Put each line of the listing below into a Markdown table with the columns Row and Line, numbering the rows and skipping blank lines. Leave the pictures out of the table.

**Given data:**
*-*-*

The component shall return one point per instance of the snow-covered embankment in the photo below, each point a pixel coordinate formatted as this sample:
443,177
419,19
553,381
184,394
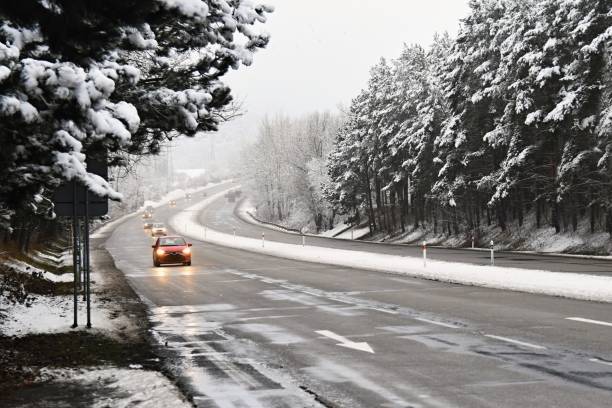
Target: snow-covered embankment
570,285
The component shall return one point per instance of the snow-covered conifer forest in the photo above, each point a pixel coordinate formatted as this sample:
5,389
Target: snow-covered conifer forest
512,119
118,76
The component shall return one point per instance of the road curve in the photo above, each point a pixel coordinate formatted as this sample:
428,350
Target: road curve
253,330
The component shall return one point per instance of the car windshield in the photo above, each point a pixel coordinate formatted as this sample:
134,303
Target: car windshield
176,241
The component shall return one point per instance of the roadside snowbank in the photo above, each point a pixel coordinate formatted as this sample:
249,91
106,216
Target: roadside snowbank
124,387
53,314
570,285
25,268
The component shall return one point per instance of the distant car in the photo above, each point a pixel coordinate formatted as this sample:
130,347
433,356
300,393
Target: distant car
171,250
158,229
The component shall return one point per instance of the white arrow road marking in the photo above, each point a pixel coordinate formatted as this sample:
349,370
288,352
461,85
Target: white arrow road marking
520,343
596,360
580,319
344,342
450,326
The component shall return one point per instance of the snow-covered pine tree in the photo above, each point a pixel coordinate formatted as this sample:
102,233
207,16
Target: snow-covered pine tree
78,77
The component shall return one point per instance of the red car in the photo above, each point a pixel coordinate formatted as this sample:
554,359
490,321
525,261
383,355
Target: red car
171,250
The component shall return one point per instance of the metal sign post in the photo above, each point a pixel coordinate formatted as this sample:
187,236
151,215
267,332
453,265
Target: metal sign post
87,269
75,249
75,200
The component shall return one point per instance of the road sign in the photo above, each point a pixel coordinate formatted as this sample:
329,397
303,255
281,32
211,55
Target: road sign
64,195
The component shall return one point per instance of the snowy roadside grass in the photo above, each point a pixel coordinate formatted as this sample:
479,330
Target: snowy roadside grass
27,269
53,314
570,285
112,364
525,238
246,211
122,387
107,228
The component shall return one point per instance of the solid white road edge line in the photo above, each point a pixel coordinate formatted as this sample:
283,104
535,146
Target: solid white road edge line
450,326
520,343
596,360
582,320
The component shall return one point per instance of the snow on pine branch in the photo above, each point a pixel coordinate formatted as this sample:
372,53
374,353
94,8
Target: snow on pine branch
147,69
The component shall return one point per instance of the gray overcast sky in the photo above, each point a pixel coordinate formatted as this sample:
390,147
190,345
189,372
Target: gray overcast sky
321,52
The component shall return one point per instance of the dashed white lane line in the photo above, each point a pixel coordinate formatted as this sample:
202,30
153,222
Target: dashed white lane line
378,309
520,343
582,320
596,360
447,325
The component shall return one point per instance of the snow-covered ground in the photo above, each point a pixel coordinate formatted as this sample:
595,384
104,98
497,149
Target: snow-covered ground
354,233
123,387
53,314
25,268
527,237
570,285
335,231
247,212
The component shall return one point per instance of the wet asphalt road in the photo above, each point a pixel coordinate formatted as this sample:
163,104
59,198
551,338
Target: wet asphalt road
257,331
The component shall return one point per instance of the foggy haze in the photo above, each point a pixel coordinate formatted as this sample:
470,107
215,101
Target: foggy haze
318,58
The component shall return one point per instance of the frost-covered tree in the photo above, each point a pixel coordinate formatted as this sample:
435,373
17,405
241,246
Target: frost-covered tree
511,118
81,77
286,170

*-*-*

**Reply:**
| Row | Line |
|---|---|
| 1 | The component shall return one point per instance of the snow-covered embankment in the photo below, each point a pixel coordinate formatted as this sample: |
| 2 | 443,177 |
| 3 | 419,19 |
| 4 | 553,381 |
| 5 | 184,394 |
| 6 | Target: snow-covered embankment |
| 7 | 570,285 |
| 8 | The component shall return one point per instance of the snow-covered conifer forest in the photo above, each point a pixel coordinate formatted as this sample: |
| 9 | 5,389 |
| 10 | Target: snow-covered conifer forest |
| 11 | 512,119 |
| 12 | 118,76 |
| 13 | The component shall return one point per instance of the road curve in the photo above, each point a pixel coordinate formatted as this sample: |
| 14 | 428,350 |
| 15 | Target: road curve |
| 16 | 253,330 |
| 17 | The component shall return one point per instance of the car windshield in the photo above, each point a pixel coordinate formatted as this sample: |
| 18 | 134,303 |
| 19 | Target: car windshield |
| 20 | 176,241 |
| 21 | The component shall return one point per instance of the roadside snowbank in the photo above, each point a pixel coordinate formatted as this sample: |
| 22 | 249,91 |
| 23 | 106,216 |
| 24 | Target: roadside snowbank |
| 25 | 124,387 |
| 26 | 53,314 |
| 27 | 570,285 |
| 28 | 25,268 |
| 29 | The component shall return one point per instance of the distant car in the photo above, each point a pixel coordinate formatted as this sample: |
| 30 | 130,347 |
| 31 | 433,356 |
| 32 | 300,393 |
| 33 | Target: distant car |
| 34 | 171,250 |
| 35 | 158,229 |
| 36 | The component shall return one point per instance of the white arrow road marking in the photo above, each point a pixel coordinate formatted as this sample: |
| 37 | 349,370 |
| 38 | 288,352 |
| 39 | 461,85 |
| 40 | Target: white arrow road marking |
| 41 | 520,343 |
| 42 | 596,360 |
| 43 | 580,319 |
| 44 | 344,342 |
| 45 | 450,326 |
| 46 | The component shall return one point per instance of the snow-covered pine tree in the photo above, each point a pixel coordinate formatted as this sample: |
| 47 | 102,233 |
| 48 | 207,16 |
| 49 | Target: snow-covered pine tree |
| 50 | 78,77 |
| 51 | The component shall return one point per instance of the red car in the photo above, each point a pixel coordinate formatted as this sample: |
| 52 | 554,359 |
| 53 | 490,321 |
| 54 | 525,261 |
| 55 | 383,355 |
| 56 | Target: red car |
| 57 | 171,250 |
| 58 | The component shall return one point per instance of the metal sign post in the photo above, each point a pixel coordinate formatted as this sample: |
| 59 | 187,236 |
| 60 | 151,215 |
| 61 | 267,332 |
| 62 | 453,265 |
| 63 | Target: metal sign post |
| 64 | 87,269 |
| 65 | 75,249 |
| 66 | 75,200 |
| 67 | The component shall return one point per instance of the road sign in the photo above, each point a pixel coordinate formatted as this sample: |
| 68 | 329,397 |
| 69 | 303,255 |
| 70 | 281,32 |
| 71 | 211,55 |
| 72 | Target: road sign |
| 73 | 64,195 |
| 74 | The component shall return one point per instance of the snowy roadside grass in the photo above, each point a pixel coordinate formatted as this sample: |
| 75 | 479,330 |
| 76 | Target: snowy roadside grass |
| 77 | 27,269 |
| 78 | 53,314 |
| 79 | 570,285 |
| 80 | 112,364 |
| 81 | 525,238 |
| 82 | 246,211 |
| 83 | 122,387 |
| 84 | 107,228 |
| 85 | The component shall return one point per instance of the solid white road edge line in the photo above, each point a pixel coordinate formatted as this sample: |
| 86 | 283,104 |
| 87 | 535,146 |
| 88 | Target: solid white road edge line |
| 89 | 450,326 |
| 90 | 520,343 |
| 91 | 596,360 |
| 92 | 582,320 |
| 93 | The component shall return one point per instance of the snow on pine branch in the photo above, each point a pixel coordinate formatted as this sample: |
| 94 | 372,53 |
| 95 | 374,353 |
| 96 | 94,8 |
| 97 | Target: snow on pine branch |
| 98 | 147,69 |
| 99 | The component shall return one point per instance of the gray overcast sky in the photo above, each point a pixel coordinate formatted as this sample: |
| 100 | 390,147 |
| 101 | 190,345 |
| 102 | 189,372 |
| 103 | Target: gray overcast sky |
| 104 | 321,52 |
| 105 | The component shall return one point per instance of the dashed white lane line in the photo above, each point a pixel coordinate formatted as this sample: |
| 106 | 202,30 |
| 107 | 153,222 |
| 108 | Target: dashed white lane line |
| 109 | 378,309 |
| 110 | 520,343 |
| 111 | 582,320 |
| 112 | 596,360 |
| 113 | 447,325 |
| 114 | The component shall return one point per instance of the snow-covered ground in the photo above, each point a pixel coordinate formatted as this sample: |
| 115 | 595,384 |
| 116 | 104,98 |
| 117 | 497,149 |
| 118 | Target: snow-covered ground |
| 119 | 354,233 |
| 120 | 123,387 |
| 121 | 53,314 |
| 122 | 25,268 |
| 123 | 527,237 |
| 124 | 570,285 |
| 125 | 335,231 |
| 126 | 247,212 |
| 127 | The component shall return one point per instance of the wet asphalt road in the photo above, each point a pixel coordinate formatted as this sample: |
| 128 | 163,104 |
| 129 | 59,198 |
| 130 | 551,338 |
| 131 | Target: wet asphalt road |
| 132 | 257,331 |
| 133 | The component shall return one point per instance of the foggy haze in the photo above, each point a pixel coordinate formatted as this sample: |
| 134 | 470,107 |
| 135 | 215,101 |
| 136 | Target: foggy haze |
| 137 | 318,58 |
| 138 | The component shall return one point per instance of the frost-covered tree in the photo above, each point a pixel coordinate formatted as this sample: |
| 139 | 435,373 |
| 140 | 17,405 |
| 141 | 241,246 |
| 142 | Target: frost-covered tree |
| 143 | 511,118 |
| 144 | 81,77 |
| 145 | 286,170 |